Dataset items
***
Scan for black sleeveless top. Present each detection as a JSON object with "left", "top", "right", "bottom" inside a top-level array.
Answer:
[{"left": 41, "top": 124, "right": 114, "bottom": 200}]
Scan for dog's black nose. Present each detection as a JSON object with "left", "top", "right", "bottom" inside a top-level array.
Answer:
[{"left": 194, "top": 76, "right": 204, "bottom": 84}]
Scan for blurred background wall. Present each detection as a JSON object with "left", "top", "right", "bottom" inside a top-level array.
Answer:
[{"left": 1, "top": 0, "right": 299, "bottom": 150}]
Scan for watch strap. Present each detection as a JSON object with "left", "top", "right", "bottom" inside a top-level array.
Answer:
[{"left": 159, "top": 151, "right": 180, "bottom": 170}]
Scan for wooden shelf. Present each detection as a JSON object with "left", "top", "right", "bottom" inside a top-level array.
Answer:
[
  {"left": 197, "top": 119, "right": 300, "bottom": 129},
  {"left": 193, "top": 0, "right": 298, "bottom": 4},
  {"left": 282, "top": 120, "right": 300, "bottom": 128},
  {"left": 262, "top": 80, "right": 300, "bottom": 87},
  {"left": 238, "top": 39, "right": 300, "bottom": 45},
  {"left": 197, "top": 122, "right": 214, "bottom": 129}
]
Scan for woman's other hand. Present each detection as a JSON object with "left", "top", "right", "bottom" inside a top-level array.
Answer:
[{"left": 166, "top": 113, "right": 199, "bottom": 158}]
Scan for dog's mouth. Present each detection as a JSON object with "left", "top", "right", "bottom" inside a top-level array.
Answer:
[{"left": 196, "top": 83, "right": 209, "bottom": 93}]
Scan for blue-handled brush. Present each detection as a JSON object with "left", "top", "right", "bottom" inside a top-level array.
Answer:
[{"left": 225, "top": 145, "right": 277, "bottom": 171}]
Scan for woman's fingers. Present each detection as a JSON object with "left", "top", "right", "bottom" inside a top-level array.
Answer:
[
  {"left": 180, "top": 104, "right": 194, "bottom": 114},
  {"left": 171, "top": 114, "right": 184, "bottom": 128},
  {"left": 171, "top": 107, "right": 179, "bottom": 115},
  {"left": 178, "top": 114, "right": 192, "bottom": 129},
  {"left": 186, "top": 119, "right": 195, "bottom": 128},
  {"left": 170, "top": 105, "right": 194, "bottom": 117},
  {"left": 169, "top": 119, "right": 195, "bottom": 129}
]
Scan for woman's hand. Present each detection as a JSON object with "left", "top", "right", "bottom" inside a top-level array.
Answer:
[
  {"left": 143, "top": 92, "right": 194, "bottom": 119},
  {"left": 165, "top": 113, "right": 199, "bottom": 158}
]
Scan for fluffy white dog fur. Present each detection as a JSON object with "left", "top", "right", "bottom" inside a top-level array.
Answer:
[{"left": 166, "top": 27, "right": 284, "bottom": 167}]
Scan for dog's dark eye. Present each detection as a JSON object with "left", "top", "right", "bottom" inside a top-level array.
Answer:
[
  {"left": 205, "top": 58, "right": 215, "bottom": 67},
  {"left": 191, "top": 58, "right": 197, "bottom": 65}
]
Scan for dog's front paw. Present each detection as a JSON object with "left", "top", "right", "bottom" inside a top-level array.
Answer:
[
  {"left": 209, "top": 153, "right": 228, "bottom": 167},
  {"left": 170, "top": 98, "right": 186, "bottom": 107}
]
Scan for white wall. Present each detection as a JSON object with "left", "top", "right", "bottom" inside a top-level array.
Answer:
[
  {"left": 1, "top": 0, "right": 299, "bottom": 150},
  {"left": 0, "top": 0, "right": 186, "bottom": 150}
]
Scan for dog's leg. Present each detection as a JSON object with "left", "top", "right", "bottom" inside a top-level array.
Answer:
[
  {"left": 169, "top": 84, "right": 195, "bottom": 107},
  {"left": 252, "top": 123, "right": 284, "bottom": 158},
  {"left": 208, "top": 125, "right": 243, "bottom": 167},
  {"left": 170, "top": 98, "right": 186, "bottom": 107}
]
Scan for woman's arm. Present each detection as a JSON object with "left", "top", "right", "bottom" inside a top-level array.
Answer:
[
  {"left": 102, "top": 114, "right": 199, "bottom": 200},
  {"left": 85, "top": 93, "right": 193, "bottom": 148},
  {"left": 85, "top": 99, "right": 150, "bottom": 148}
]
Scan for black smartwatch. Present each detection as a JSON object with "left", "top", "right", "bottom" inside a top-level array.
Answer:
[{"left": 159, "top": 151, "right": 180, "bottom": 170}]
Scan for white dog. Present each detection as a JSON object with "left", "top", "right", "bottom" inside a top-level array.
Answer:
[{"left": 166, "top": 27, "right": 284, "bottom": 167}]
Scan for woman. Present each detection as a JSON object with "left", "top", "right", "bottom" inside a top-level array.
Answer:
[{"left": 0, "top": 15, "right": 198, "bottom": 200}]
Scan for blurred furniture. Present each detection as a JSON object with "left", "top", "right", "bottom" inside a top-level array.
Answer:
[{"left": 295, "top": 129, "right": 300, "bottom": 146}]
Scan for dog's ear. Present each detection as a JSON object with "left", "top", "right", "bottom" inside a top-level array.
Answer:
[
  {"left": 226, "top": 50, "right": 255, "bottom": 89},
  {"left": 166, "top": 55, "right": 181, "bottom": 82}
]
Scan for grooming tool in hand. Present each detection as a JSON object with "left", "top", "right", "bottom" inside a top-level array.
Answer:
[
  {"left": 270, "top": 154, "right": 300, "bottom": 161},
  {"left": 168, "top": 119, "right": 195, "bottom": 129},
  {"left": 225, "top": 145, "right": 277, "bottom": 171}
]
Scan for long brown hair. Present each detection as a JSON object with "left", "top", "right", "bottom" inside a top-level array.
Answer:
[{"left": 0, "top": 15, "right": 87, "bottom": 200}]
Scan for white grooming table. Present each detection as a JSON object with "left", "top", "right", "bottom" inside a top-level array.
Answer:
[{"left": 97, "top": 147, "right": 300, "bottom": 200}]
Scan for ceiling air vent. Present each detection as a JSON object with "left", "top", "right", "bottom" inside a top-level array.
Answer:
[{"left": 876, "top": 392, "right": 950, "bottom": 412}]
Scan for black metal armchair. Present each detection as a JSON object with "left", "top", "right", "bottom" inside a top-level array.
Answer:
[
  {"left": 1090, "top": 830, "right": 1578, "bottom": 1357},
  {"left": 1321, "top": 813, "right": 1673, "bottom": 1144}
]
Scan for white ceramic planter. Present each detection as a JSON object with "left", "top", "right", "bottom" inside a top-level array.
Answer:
***
THE PROBLEM:
Copy the records above. Leave out nothing.

RESULT FOR THIS EXERCISE:
Scan for black sleeveless top. Present each detection as a JSON object with "left", "top", "right", "bottom" inside a top-level array.
Answer:
[{"left": 41, "top": 124, "right": 114, "bottom": 200}]
Scan for dog's black nose. Present each detection as a JSON object with "left", "top", "right", "bottom" inside a top-level array.
Answer:
[{"left": 194, "top": 76, "right": 204, "bottom": 84}]
Scan for blurred background wall. Present each detection as a JSON object with "left", "top", "right", "bottom" inside a top-level array.
Answer:
[{"left": 1, "top": 0, "right": 299, "bottom": 150}]
Scan for watch strap. Present each detection as a JSON object with "left", "top", "right", "bottom" inside a top-level array.
Answer:
[{"left": 159, "top": 151, "right": 180, "bottom": 170}]
Scan for wooden shelf. Present each detection as a JSON object with "left", "top", "right", "bottom" inside a top-level array.
Answer:
[
  {"left": 197, "top": 119, "right": 300, "bottom": 129},
  {"left": 193, "top": 0, "right": 298, "bottom": 4},
  {"left": 282, "top": 120, "right": 300, "bottom": 128},
  {"left": 262, "top": 80, "right": 300, "bottom": 87},
  {"left": 238, "top": 39, "right": 300, "bottom": 45},
  {"left": 197, "top": 122, "right": 214, "bottom": 129}
]
Scan for woman's other hand. Present each detection as a JSON object with "left", "top", "right", "bottom" inside a top-level array.
Answer:
[{"left": 166, "top": 113, "right": 199, "bottom": 158}]
Scan for dog's mouth. Present each detection as a JSON object with "left", "top", "right", "bottom" inside a top-level array.
Answer:
[{"left": 196, "top": 83, "right": 209, "bottom": 93}]
Scan for blue-handled brush. Present each detection as a JSON object with "left", "top", "right", "bottom" inside a top-level array.
Answer:
[{"left": 225, "top": 145, "right": 277, "bottom": 171}]
Scan for woman's fingers. Present each detection as a JSON object with "left", "top", "right", "bottom" inside a top-level array.
Answer:
[
  {"left": 180, "top": 104, "right": 194, "bottom": 114},
  {"left": 171, "top": 114, "right": 184, "bottom": 128},
  {"left": 171, "top": 107, "right": 179, "bottom": 115},
  {"left": 178, "top": 114, "right": 192, "bottom": 129},
  {"left": 186, "top": 119, "right": 195, "bottom": 128},
  {"left": 170, "top": 105, "right": 194, "bottom": 117},
  {"left": 169, "top": 119, "right": 195, "bottom": 129}
]
Scan for woman's hand. Present each detection as a JSON object with "left", "top", "right", "bottom" inside a top-level array.
Answer:
[
  {"left": 143, "top": 92, "right": 194, "bottom": 119},
  {"left": 165, "top": 113, "right": 199, "bottom": 158}
]
Scan for fluffy white dog fur. Present each detection as a JSON object with "left", "top", "right", "bottom" inside a top-level array.
Answer:
[{"left": 166, "top": 27, "right": 284, "bottom": 167}]
Scan for dog's dark eye. Present each detection as a JSON object with "left", "top", "right", "bottom" inside a top-level array.
Answer:
[
  {"left": 205, "top": 58, "right": 215, "bottom": 67},
  {"left": 191, "top": 58, "right": 197, "bottom": 65}
]
Scan for dog's front paw. Present each detection as a JSON object with "left", "top", "right", "bottom" inside a top-level array.
Answer:
[
  {"left": 209, "top": 153, "right": 228, "bottom": 167},
  {"left": 170, "top": 98, "right": 186, "bottom": 107}
]
Scan for white wall. Present each detection as a JSON object with "left", "top", "right", "bottom" inside a top-level array.
Answer:
[
  {"left": 1, "top": 0, "right": 299, "bottom": 150},
  {"left": 0, "top": 0, "right": 186, "bottom": 150}
]
Scan for dog's leg. Present each detection as a JSON object with "left", "top", "right", "bottom" inside a top-level array.
Answer:
[
  {"left": 169, "top": 84, "right": 195, "bottom": 107},
  {"left": 252, "top": 123, "right": 284, "bottom": 158},
  {"left": 208, "top": 125, "right": 243, "bottom": 167},
  {"left": 170, "top": 98, "right": 186, "bottom": 107}
]
Scan for woman's arm. Present each detection as a JSON object with "left", "top", "right", "bottom" inside a top-level array.
Answer:
[
  {"left": 102, "top": 114, "right": 199, "bottom": 200},
  {"left": 85, "top": 93, "right": 193, "bottom": 148},
  {"left": 85, "top": 99, "right": 150, "bottom": 148}
]
Scan for black smartwatch. Present each detection as a JSON object with "left", "top", "right", "bottom" inside a top-level array.
Answer:
[{"left": 159, "top": 151, "right": 180, "bottom": 170}]
Scan for white dog. Present each detection as a JSON object with "left", "top", "right", "bottom" inside a top-level array.
Answer:
[{"left": 166, "top": 27, "right": 284, "bottom": 167}]
Scan for woman. Present each detection as a JSON object with "left", "top", "right", "bottom" inside a top-level array.
Answer:
[{"left": 0, "top": 15, "right": 198, "bottom": 200}]
Scan for blurred furniture. Present each detection as a JSON object with "left", "top", "right", "bottom" inside a top-level array.
Answer:
[{"left": 295, "top": 129, "right": 300, "bottom": 146}]
Scan for dog's ear. Present each detection as a JSON object with "left", "top", "right", "bottom" inside a top-level array.
Answer:
[
  {"left": 226, "top": 50, "right": 255, "bottom": 89},
  {"left": 166, "top": 55, "right": 181, "bottom": 82}
]
Scan for grooming tool in hand. Present each detection as a JSON object with "left", "top", "right", "bottom" inside a top-level array.
Answer:
[
  {"left": 270, "top": 154, "right": 300, "bottom": 161},
  {"left": 168, "top": 119, "right": 195, "bottom": 129},
  {"left": 225, "top": 145, "right": 277, "bottom": 171}
]
Scan for long brown hair. Present each detection as a JSON object with "left", "top", "right", "bottom" inside a top-level array.
Answer:
[{"left": 0, "top": 15, "right": 87, "bottom": 200}]
Scan for white grooming table. Present each detection as a JSON object with "left", "top", "right", "bottom" inside a top-level array.
Answer:
[{"left": 97, "top": 147, "right": 300, "bottom": 200}]
Scan for ceiling air vent. Present each detection as a JSON object with "left", "top", "right", "bottom" inside a top-level array.
Answer:
[{"left": 876, "top": 392, "right": 950, "bottom": 412}]
Scan for black metal armchair. Present each detection as a JSON object with "left", "top", "right", "bottom" inside a top-level array.
Answer:
[
  {"left": 1090, "top": 830, "right": 1578, "bottom": 1357},
  {"left": 1321, "top": 813, "right": 1673, "bottom": 1144}
]
Scan for white ceramic planter. Present each detection as a JSON object with "left", "top", "right", "bottom" inside a top-level array.
Answer:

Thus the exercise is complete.